### Tasks to complete:
a) According to the passage on isosorbide-5-mononitrate, what is the elimination half-life of orally administered 5-ISMN?
b) Extend the passage on isosorbide-5-mononitrate past its last sentence.

### Selected excerpt:
———

Isosorbide-5-mononitrate (5-ISMN) is an organic nitrate vasodilator and one of the long-acting metabolites of isosorbide dinitrate [1]. 5-ISMN is orally administered with an elimination half-life of 5 hours and is not subject to first-pass metabolism. 5-ISMN enters the systemic circulation together in the form of the original drug with high bioavailability [2]. 5-ISMN has been extensively used for cardiovascular diseases such as coronary heart disease and angina pectoris to prevent or at least reduce the occurrence of angina for many years [3], and it has been developed into various formulations such as tablets, immediate-release formulations, and sustained-release formulations [4]. Published analytical methods such as gas chromatography-mass spectrometry (GC-MS) [58] and liquid chromatography-tandem mass spectrometry (LC-MS/MS) [913] have been established for the identification or quantification of parent isosorbide dinitrate (ISDN) and its two active metabolites isosorbide-2-dinitrate (2-ISMN) or isosorbide-5-monoitrate (5-ISMN) in previous years. However, these assay methods presented some disadvantages such as time-consuming (long-term operation of more than 20 minutes [6] or tedious derivatization [7, 8]), low sensitivity (20 ng/mL [11] or 10 ng/mL [12]), requiring a large amount of plasma samples (0.2–0.5 mL) [11, 12] or reagents for sample preparation (3-4 mL) [9, 11], or requiring relatively expensive solid-phase extraction (SPE) accompanied with an LLOQ of 9.02 ng/mL [10], which may result in limited application to clinical studies. The mostly reported LC-MS methods to determine 5-ISMN showed relatively low sensitivity (the LLOQ of 10–20 ng/mL) [913] except for the report by Sun et al. [9]. Sun et al. [9] reported the LC-MS method with an LLOQ of 1.04 ng/mL, but it required a large amount of plasma (0.5 mL) and reagents (3 mL) for the sample preparation [9]. So, the fast and reliable 5-ISMN identification method is critical for clinical pharmacokinetic evaluation and clinical application.

———

### Records shown:
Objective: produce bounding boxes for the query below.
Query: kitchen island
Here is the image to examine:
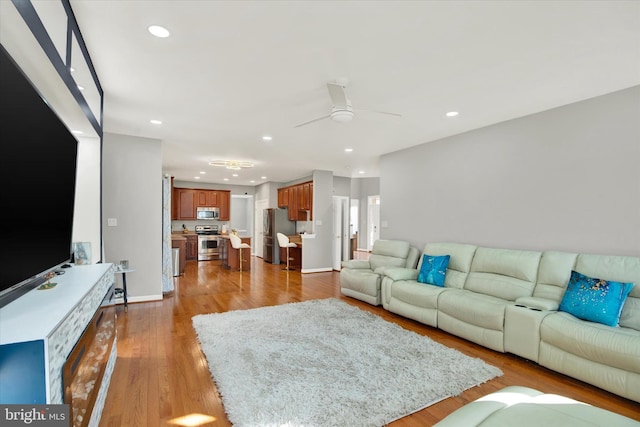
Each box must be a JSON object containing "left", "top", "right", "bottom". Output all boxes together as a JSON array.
[
  {"left": 280, "top": 234, "right": 302, "bottom": 269},
  {"left": 220, "top": 234, "right": 251, "bottom": 271}
]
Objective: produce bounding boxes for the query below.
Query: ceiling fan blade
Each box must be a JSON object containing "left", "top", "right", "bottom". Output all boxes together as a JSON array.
[
  {"left": 358, "top": 108, "right": 402, "bottom": 117},
  {"left": 327, "top": 83, "right": 348, "bottom": 108},
  {"left": 294, "top": 114, "right": 331, "bottom": 128}
]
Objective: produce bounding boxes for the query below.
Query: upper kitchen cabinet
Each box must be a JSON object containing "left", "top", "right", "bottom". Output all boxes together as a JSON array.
[
  {"left": 171, "top": 188, "right": 231, "bottom": 221},
  {"left": 278, "top": 181, "right": 313, "bottom": 221},
  {"left": 196, "top": 190, "right": 220, "bottom": 207},
  {"left": 278, "top": 187, "right": 289, "bottom": 208},
  {"left": 172, "top": 188, "right": 196, "bottom": 219}
]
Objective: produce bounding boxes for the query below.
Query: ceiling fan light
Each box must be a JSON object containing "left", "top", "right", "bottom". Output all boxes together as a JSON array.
[{"left": 331, "top": 110, "right": 353, "bottom": 123}]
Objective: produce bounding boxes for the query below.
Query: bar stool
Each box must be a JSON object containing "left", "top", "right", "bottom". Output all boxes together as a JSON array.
[
  {"left": 277, "top": 233, "right": 298, "bottom": 270},
  {"left": 229, "top": 234, "right": 251, "bottom": 271}
]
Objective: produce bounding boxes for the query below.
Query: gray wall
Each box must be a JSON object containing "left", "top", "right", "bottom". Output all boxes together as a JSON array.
[
  {"left": 380, "top": 87, "right": 640, "bottom": 256},
  {"left": 333, "top": 176, "right": 351, "bottom": 197},
  {"left": 102, "top": 133, "right": 162, "bottom": 302}
]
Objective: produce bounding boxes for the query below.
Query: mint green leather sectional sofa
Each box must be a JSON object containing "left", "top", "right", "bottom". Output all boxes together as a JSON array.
[
  {"left": 381, "top": 243, "right": 640, "bottom": 402},
  {"left": 340, "top": 240, "right": 420, "bottom": 305}
]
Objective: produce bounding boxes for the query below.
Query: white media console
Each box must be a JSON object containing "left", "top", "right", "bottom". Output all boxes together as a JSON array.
[{"left": 0, "top": 263, "right": 117, "bottom": 426}]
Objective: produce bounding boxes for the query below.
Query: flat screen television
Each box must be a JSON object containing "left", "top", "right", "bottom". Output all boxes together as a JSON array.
[{"left": 0, "top": 45, "right": 78, "bottom": 307}]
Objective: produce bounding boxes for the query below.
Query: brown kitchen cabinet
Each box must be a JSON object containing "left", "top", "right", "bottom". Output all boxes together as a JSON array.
[
  {"left": 278, "top": 187, "right": 289, "bottom": 208},
  {"left": 196, "top": 190, "right": 220, "bottom": 207},
  {"left": 171, "top": 188, "right": 231, "bottom": 221},
  {"left": 173, "top": 188, "right": 196, "bottom": 219},
  {"left": 278, "top": 181, "right": 313, "bottom": 221},
  {"left": 185, "top": 234, "right": 198, "bottom": 261}
]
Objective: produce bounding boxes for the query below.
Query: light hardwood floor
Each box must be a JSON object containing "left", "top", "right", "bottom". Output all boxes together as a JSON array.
[{"left": 100, "top": 254, "right": 640, "bottom": 427}]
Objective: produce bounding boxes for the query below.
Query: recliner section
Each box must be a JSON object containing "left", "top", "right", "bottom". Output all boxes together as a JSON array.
[
  {"left": 340, "top": 240, "right": 420, "bottom": 305},
  {"left": 350, "top": 243, "right": 640, "bottom": 402}
]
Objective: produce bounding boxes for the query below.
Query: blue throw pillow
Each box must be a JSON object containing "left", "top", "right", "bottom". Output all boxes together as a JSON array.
[
  {"left": 560, "top": 271, "right": 633, "bottom": 326},
  {"left": 418, "top": 254, "right": 451, "bottom": 287}
]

———

### Solved tasks:
a) 5 hours

b)
In the article, we established a simple and robust HPLC-MS/MS method for the qualification of 5-ISMN in human plasma. This analytical method had two major features which were as follows: (1) only requiring 50 μL of plasma sample with the LLOQ (5 ng/mL), especially suitable and convenient for clinical studies of patients, and (2) only a small volume (200 µL) of ethyl acetate is used for sample pretreatment. Besides, all the reported LC-MS methods did not consider the precision and accuracy of hyperlipidemia/hemolysis and the stability of whole blood, which may be important in the study of 5-ISMN in patients or in BE studies containing fed condition. These reliable indicators were performed in our study. The analytical method was abundantly validated and proved to be specific and reproducible, and finally, it was successfully applied to determine the drug concentration of 5-ISMN in the bioequivalence clinical trial of oral 20 mg 5-ISMN tablets in healthy Chinese subjects.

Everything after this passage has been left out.